Wydaje ci się, że jesteś leniwy, bo chcesz po pracy jak najszybciej wrócić do domu, żeby zrobić coś razem z rodziną i odpocząć. Masz wyrzuty sumienia w związku z tym, że twój kolega z biura ciągle zostaje po godzinach. Tymczasem jest bardzo prawdopodobne, że twoje podejście jest zupełnie normalne, w odróżnieniu od podejścia kolegi – on prawdopodobnie wykazuje objawy pracoholizmu. Uzależnienie od pracy w XXI wieku dotyka coraz większe grono osób. Dążąc do osiągnięcia swoich celów i zrobienia kariery, starają się pracować tak ciężko, jak jest to możliwe. Zapominają o rodzinie, przyjaźni, wypoczynku. Jeśli zauważysz, że również dotknęły cię te symptomy, z tekstu poniżej dowiesz się, jak zdążyć im zapobiec.
-
Przyznaj się do uzależnienia
Jeśli jesteś w stanie zauważyć u siebie objawy pracoholizmu, jeszcze nie jest z tobą najgorzej. Żeby jednak zweryfikować, czy to już pracoholizm, czy po prostu jesteś człowiekiem skoncentrowanym we właściwy sposób na swoim życiu zawodowym, sprawdź jedno. Weź urlop lub wybierz się na wczasy, najlepiej z rodziną, kimś kogo lubisz, w piękne miejsce – jeśli podczas tego wypoczynku odczujesz znaczną tęsknotę za pracą, zechcesz do niej wrócić lub nie będziesz mógł się skupić na zwiedzaniu czy opalaniu się, oznacza to najprawdopodobniej pracoholizm.
Nie martw się jednak – w dalszym ciągu jesteś w stanie to zatrzymać. Spróbuj uświadomić sobie, dlaczego właściwie pracujesz. Głównym powodem, dla którego ludzie zatrudniają się w jakichkolwiek firmach, jest chęć zapewnienia sobie stabilności finansowej. Czasami w ten sposób udaje się też zrealizować pasje, rozwinąć się, poznać nowych ludzi. Jest jednak o wiele więcej aspektów życia, które również są dla ciebie ważne. Nie poświęcaj całego dnia na pracę – wystarczy jeden etat, zapomnij o nadgodzinach. Pracując zbyt długo i przekraczając wyznaczone na to godziny, niszczysz swoje relacje z rodziną i psujesz zdrowie fizyczne oraz psychiczne.
-
Zrozum, że kariera to nie wszystko
Bardzo wiele osób, które całkowicie poświęciły się karierze, praktycznie nie ma życia rodzinnego. Jeśli mimo braku czasu zdecydowały się założyć rodziny, ich bliscy cierpią z powodu ciągłej nieobecności pracoholika w domu. Nie da się pogodzić pracy z życiem, jeśli przesadza się z nadgodzinami, kolejnymi awansami i ciągłą walką o lepsze wyniki firmy na rynku. Owszem, rozwijająca się kariera generuje mnóstwo gotówki, więc taką „rodzinę” stać na wiele różnych zbytków. Jeśli jednak będzie brakowało w niej miłości i ciepła, efekty ogólne będą dość mizerne.
-
Zwolnij
Postaraj się w pierwszej kolejności tak pracować, by nie odczuwać zmęczenia. Jeśli czujesz się zmęczony, to sygnał od organizmu, że przydałoby się zwolnić. Zaplanuj ilość godzin na pracę i na wypoczynek. Dobrze zorganizuj sobie czas. Możesz na początku uważać, że przez taką zmianę stałeś się leniwy, ale nic bardziej mylnego. Na lepszej organizacji harmonogramu dnia skorzysta także twoja rodzina, która wtedy znacznie lepiej doceni to, jak bardzo ciężko pracujesz na swoje i ich zachcianki.

* * * * * * *

Powtórz słowo w słowo fragment tekstu o pracoholizmie od „Wydaje ci się, że” do „zdążyć im zapobiec.”, razem z tymi słowami.

Zapisane dane:

* * * * * * *

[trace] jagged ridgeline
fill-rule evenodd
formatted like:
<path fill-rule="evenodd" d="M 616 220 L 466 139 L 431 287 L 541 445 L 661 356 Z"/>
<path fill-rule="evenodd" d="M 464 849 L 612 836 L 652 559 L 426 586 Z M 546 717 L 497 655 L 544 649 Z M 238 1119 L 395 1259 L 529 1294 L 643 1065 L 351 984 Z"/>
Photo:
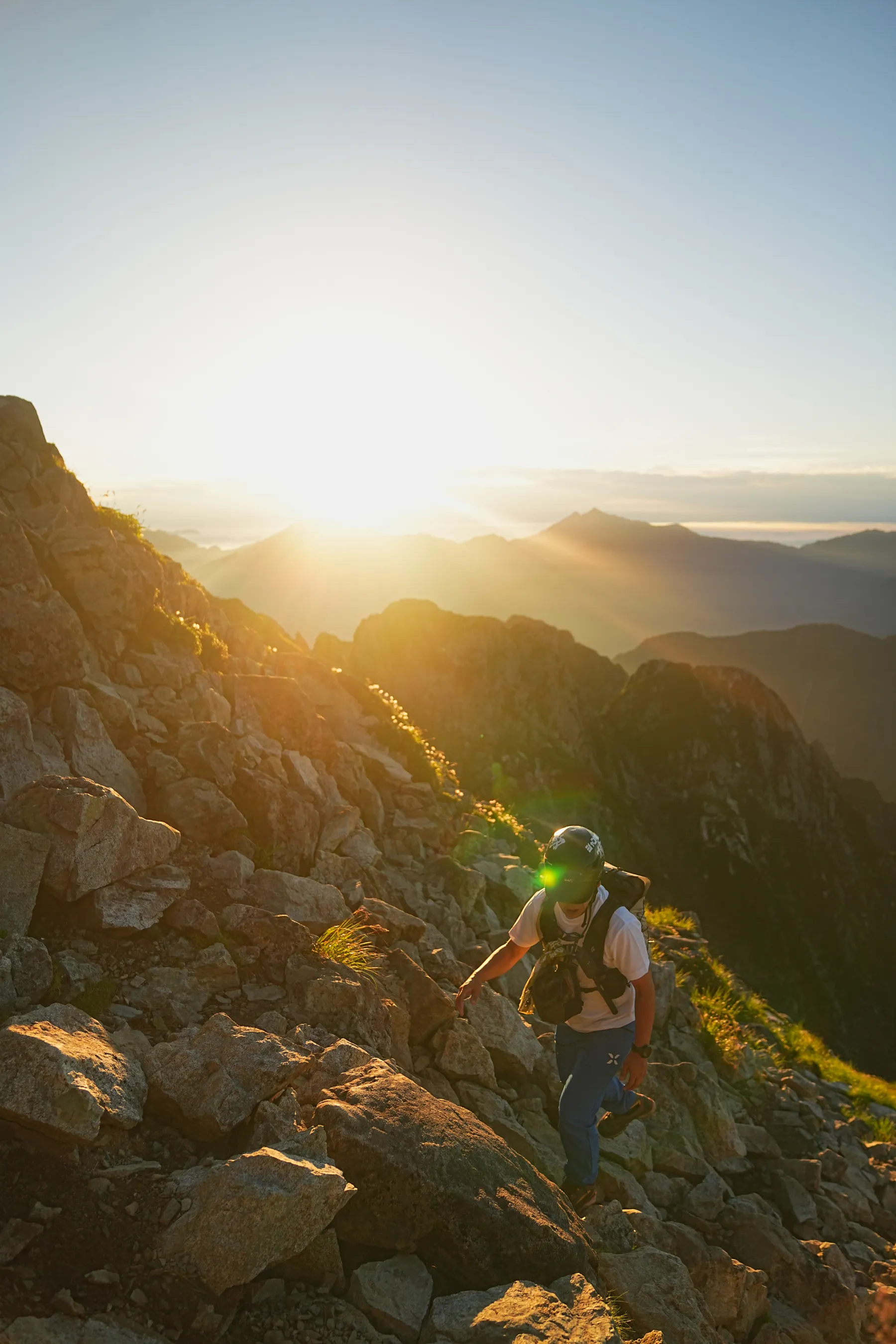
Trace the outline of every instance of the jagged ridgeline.
<path fill-rule="evenodd" d="M 603 1144 L 600 1202 L 574 1215 L 551 1031 L 516 1008 L 531 958 L 469 1017 L 453 1008 L 531 895 L 537 852 L 506 806 L 524 801 L 517 758 L 489 746 L 478 780 L 453 737 L 462 706 L 429 732 L 398 675 L 314 659 L 210 597 L 90 501 L 16 398 L 0 399 L 0 1337 L 888 1339 L 893 1089 L 751 993 L 696 915 L 647 913 L 657 1109 Z M 603 668 L 572 659 L 582 677 Z M 497 664 L 434 681 L 434 703 L 466 704 L 472 741 Z M 760 781 L 779 743 L 750 746 L 764 720 L 748 688 L 709 680 L 709 708 L 682 692 L 676 718 L 674 698 L 637 698 L 658 675 L 619 694 L 611 669 L 606 708 L 592 688 L 564 723 L 523 689 L 496 708 L 549 745 L 533 817 L 599 797 L 613 856 L 652 875 L 657 859 L 662 891 L 649 753 L 680 762 L 660 781 L 672 797 L 688 761 L 703 769 L 701 712 L 719 778 L 737 714 L 743 769 L 772 762 Z M 575 691 L 568 669 L 556 688 Z M 607 722 L 615 753 L 584 762 Z M 805 798 L 790 806 L 778 847 L 803 824 Z M 728 813 L 709 812 L 709 848 L 758 845 L 771 813 L 747 839 Z M 732 880 L 716 870 L 720 898 Z M 798 933 L 791 917 L 770 946 Z"/>
<path fill-rule="evenodd" d="M 627 679 L 540 621 L 416 601 L 316 650 L 388 685 L 463 785 L 540 835 L 594 827 L 744 980 L 896 1075 L 896 805 L 841 778 L 758 677 L 652 661 Z"/>

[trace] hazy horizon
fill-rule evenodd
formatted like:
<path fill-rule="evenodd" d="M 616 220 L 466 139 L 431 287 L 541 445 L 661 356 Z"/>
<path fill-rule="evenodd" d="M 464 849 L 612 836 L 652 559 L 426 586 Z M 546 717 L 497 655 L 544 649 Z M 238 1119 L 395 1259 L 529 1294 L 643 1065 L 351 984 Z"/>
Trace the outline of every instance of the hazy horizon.
<path fill-rule="evenodd" d="M 892 5 L 11 0 L 0 40 L 4 383 L 98 493 L 482 530 L 520 473 L 896 470 Z M 481 470 L 510 508 L 454 507 Z M 801 489 L 680 520 L 868 517 Z"/>

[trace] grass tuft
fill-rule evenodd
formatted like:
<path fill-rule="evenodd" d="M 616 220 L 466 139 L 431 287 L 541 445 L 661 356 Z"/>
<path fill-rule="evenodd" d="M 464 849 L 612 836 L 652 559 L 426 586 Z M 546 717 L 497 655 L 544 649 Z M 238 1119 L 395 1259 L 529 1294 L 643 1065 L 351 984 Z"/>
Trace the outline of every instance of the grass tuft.
<path fill-rule="evenodd" d="M 328 961 L 339 961 L 373 985 L 379 984 L 376 972 L 380 956 L 375 941 L 356 915 L 320 934 L 312 945 L 312 952 L 318 957 L 326 957 Z"/>

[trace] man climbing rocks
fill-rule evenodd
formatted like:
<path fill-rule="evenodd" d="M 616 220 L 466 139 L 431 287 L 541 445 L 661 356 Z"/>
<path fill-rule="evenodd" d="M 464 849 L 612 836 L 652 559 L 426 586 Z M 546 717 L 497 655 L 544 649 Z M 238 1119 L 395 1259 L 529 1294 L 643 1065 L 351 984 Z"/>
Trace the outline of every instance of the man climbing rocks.
<path fill-rule="evenodd" d="M 654 1109 L 637 1091 L 647 1073 L 654 989 L 641 923 L 631 914 L 650 882 L 606 864 L 587 827 L 553 833 L 539 876 L 543 887 L 508 941 L 461 985 L 455 1003 L 462 1013 L 488 980 L 543 943 L 520 1007 L 556 1023 L 563 1189 L 582 1214 L 596 1199 L 599 1136 L 619 1134 Z M 600 1109 L 609 1114 L 598 1125 Z"/>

* * * * * * *

• ODPOWIEDŹ:
Wydaje ci się, że jesteś leniwy, bo chcesz po pracy jak najszybciej wrócić do domu, żeby zrobić coś razem z rodziną i odpocząć. Masz wyrzuty sumienia w związku z tym, że twój kolega z biura ciągle zostaje po godzinach. Tymczasem jest bardzo prawdopodobne, że twoje podejście jest zupełnie normalne, w odróżnieniu od podejścia kolegi – on prawdopodobnie wykazuje objawy pracoholizmu. Uzależnienie od pracy w XXI wieku dotyka coraz większe grono osób. Dążąc do osiągnięcia swoich celów i zrobienia kariery, starają się pracować tak ciężko, jak jest to możliwe. Zapominają o rodzinie, przyjaźni, wypoczynku. Jeśli zauważysz, że również dotknęły cię te symptomy, z tekstu poniżej dowiesz się, jak zdążyć im zapobiec.